-- Start of SELECTED TEXT --
It probably won't help if I say pretty please, right?


----------



## n-ster (Jun 2, 2009)

I want a run at 4662mhz HT ON ! (222x21)


----------



## computertechy (Jun 2, 2009)

Thrackan said:


> It probably won't help if I say pretty please, right?


----------



## Fitseries3 (Jun 2, 2009)

when you see it, 


you'll shit bricks...









i'll give it a bit before i tell you.


----------



## Fitseries3 (Jun 2, 2009)

any guesses?


----------



## mlee49 (Jun 2, 2009)

Either your planning on WC'ing your desk/keyboard or that 4x120mm is goin in the i7-2-GO!

I would question your clearance but then I'd expect this:


----------



## Fitseries3 (Jun 2, 2009)




----------



## crazy pyro (Jun 2, 2009)

I'm really rather surprised at seeing a stock intel heatsink on anything Fit...


----------



## erocker (Jun 2, 2009)

Sweet dude!  You are going to have some extremely sweaty balls during those benching runs!


----------



## Fitseries3 (Jun 2, 2009)

Rofl!

they barely get over room temp


----------



## mudkip (Jun 2, 2009)

sweaty balls lol


----------



## 1Kurgan1 (Jun 2, 2009)

Fitseries3 said:


> Rofl!
> 
> they barely get over room temp



Your balls or the processor?


----------



## Fitseries3 (Jun 2, 2009)

water/rads

not the balls.


----------



## 1Kurgan1 (Jun 2, 2009)

Suppose thats a good thing.


----------



## Chicken Patty (Jun 2, 2009)

crazy, fit why dont you add more fans on each side, total of 12 fans


----------



## Fitseries3 (Jun 2, 2009)

too loud. i did it this way so im only using 4 instead of 8. 

it will cut down on the noise and power consumption.


----------



## Chicken Patty (Jun 2, 2009)

Fitseries3 said:


> too loud. i did it this way so im only using 4 instead of 8.
> 
> it will cut down on the noise and power consumption.



true, got a point.  You think temps will be hurt much using 4 as opposed to eight fans?


----------



## Fitseries3 (Jun 2, 2009)

nope. any flow through these at all will be more than enough. the size keeps temps at a minimum.


----------



## Fitseries3 (Jun 2, 2009)

mlee49 said:


> Either your planning on WC'ing your desk/keyboard or that 4x120mm is goin in the i7-2-GO!
-- End of SELECTED TEXT --
-- Start of DATA PROVIDED --
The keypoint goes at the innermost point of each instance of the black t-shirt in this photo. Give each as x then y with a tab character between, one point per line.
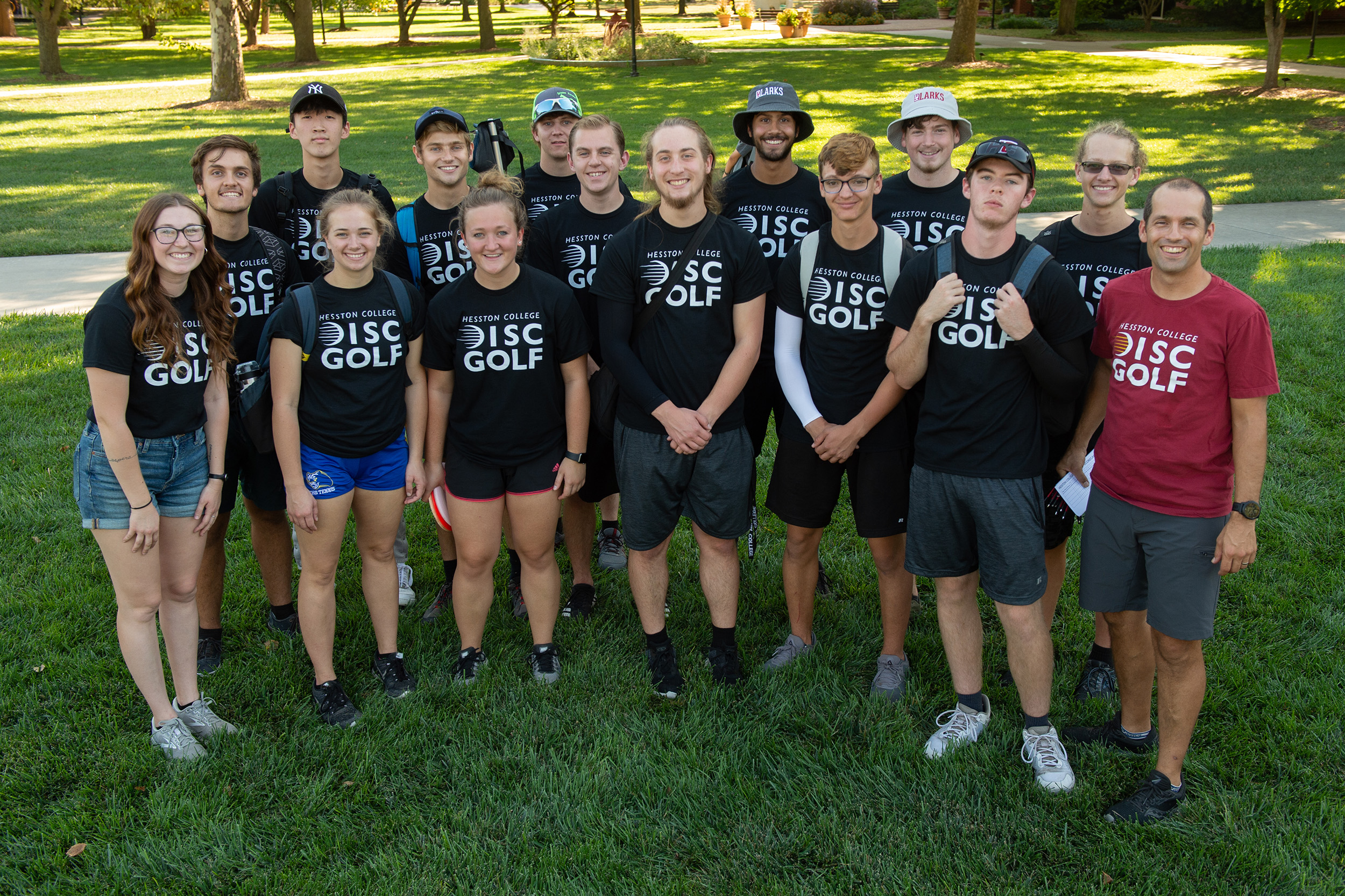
845	338
980	416
443	253
257	290
1091	261
686	345
506	349
544	191
163	401
567	244
924	216
353	397
779	216
299	228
-- End of DATA PROVIDED --
■ **PROBLEM SET**:
- 1) In the forum thread about the water-cooled rig, which users have one of their posts quoted by someone else with a "said:" line? Give each name once.
- 2) Carry the forum thread about the water-cooled rig forward from its final quoted line, writing the rest of that last post and beyond.

■ **PER-TASK ANSWERS**:
- 1) Thrackan, Fitseries3, mlee49

- 2)
> 
> I would question your clearance but then I'd expect this:
> http://www.forumsextreme.com/images/Funny_Pictures_Star-Wars_Lack_of_Faith.jpg



4x140mm

A LOT bigger.

these rads are 80mm longer and 20mm wider than a 4x120 rad


----------



## Chicken Patty (Jun 2, 2009)

Fitseries3 said:


> nope. any flow through these at all will be more than enough. the size keeps temps at a minimum.



I see.

Hey fit, simple question.  Its related in a way but a bit off topic.  If you dont mind, if you do just PM me.

we basically have the same or lets say similar rads.  I have the 480.  Would going from my 110cfm scythe's to 133cfm ultra kaze's make a big difference in temps.  Im only running four of them in push configuration.  What do you think?


----------



## Fitseries3 (Jun 2, 2009)

depends....

you have 120x25mm fans now?

the 120x38mm fans will help yes.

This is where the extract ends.